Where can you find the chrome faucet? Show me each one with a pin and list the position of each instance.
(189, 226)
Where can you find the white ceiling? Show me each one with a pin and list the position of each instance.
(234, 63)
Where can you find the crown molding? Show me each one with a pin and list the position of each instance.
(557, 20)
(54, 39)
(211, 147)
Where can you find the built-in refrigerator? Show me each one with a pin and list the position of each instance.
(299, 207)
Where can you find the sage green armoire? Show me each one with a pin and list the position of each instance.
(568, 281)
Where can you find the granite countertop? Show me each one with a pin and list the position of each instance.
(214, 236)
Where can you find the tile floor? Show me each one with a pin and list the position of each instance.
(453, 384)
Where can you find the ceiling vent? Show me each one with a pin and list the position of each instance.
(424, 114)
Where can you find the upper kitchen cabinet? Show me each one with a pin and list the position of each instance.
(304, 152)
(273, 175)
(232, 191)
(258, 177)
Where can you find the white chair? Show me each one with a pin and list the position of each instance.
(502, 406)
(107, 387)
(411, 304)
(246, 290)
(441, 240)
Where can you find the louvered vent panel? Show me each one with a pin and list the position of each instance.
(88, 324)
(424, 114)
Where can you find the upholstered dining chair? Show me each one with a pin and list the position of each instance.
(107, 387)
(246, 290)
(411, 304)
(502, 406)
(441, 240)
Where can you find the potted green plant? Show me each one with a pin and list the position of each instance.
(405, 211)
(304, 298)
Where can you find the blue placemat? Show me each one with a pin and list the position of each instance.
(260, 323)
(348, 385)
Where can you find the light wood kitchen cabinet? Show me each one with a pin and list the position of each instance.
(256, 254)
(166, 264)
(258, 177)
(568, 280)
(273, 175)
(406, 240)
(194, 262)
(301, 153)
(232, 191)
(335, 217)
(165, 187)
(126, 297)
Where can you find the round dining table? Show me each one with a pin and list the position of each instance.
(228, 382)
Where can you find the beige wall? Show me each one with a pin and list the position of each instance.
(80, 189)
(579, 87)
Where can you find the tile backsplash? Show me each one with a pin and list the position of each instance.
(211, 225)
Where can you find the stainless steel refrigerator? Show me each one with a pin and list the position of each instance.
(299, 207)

*JOB*. Reproduce all of the data above word for word, from the first line to the last.

*THE RESPONSE*.
Where can you find the chrome faucet? Show me each one with a pin and list the position of each instance.
(189, 226)
Where can you find the white ceiling? Show me each one with a pin and list the position of each instance.
(234, 63)
Where can you find the crown molding? Show me each one with a pin and list the position of each instance.
(557, 20)
(54, 39)
(211, 147)
Where can you find the built-in refrigerator? Show me each one with a pin and list the position of each instance.
(299, 207)
Where can you find the sage green armoire? Show me each one with a pin and list the position of each instance.
(568, 281)
Where can you find the granite countertop? Show me each one with a pin and list the position of each instance.
(214, 236)
Where can you find the tile floor? Show me each one with a pin and list the position of each instance.
(453, 384)
Where can you find the ceiling vent? Show me each one with a pin and list the position of each instance.
(424, 114)
Where can you find the upper kitchen cabinet? Show me each one with a pin and list the position of each instance.
(304, 152)
(273, 175)
(232, 191)
(258, 177)
Where can you find the white chair? Show me each one with a pin and list the position of each instance.
(502, 406)
(107, 387)
(411, 304)
(246, 290)
(441, 240)
Where can you find the louvered vent panel? Show me each one with a pin and list the position of each instance.
(88, 324)
(424, 114)
Where can you find the upholstered dining chair? Show me each one with a pin and list the position of each instance.
(107, 387)
(246, 290)
(411, 304)
(502, 406)
(441, 240)
Where can you find the potted green plant? Show me each one with a pin and list the position of each instance.
(405, 211)
(304, 298)
Where can you find the blue placemat? Show me each one with a pin and list the position of each instance.
(260, 323)
(348, 385)
Where can you find the light wood kitchen cabinet? Show me each one with a pin and list the position of each instance.
(256, 254)
(166, 264)
(258, 177)
(568, 280)
(273, 175)
(406, 240)
(194, 262)
(301, 153)
(232, 191)
(335, 217)
(165, 187)
(126, 297)
Where can you find the round dining table? Show me each one with a pin and list the position of each instance.
(228, 382)
Where can you find the beige wall? Show me each one with a pin and list the position of each instance.
(80, 189)
(579, 87)
Where can you find the tile backsplash? Show me each one with a pin and list the position of each instance.
(211, 225)
Where can you find the stainless steel refrigerator? Show me each one with a pin and list the position of each instance.
(299, 207)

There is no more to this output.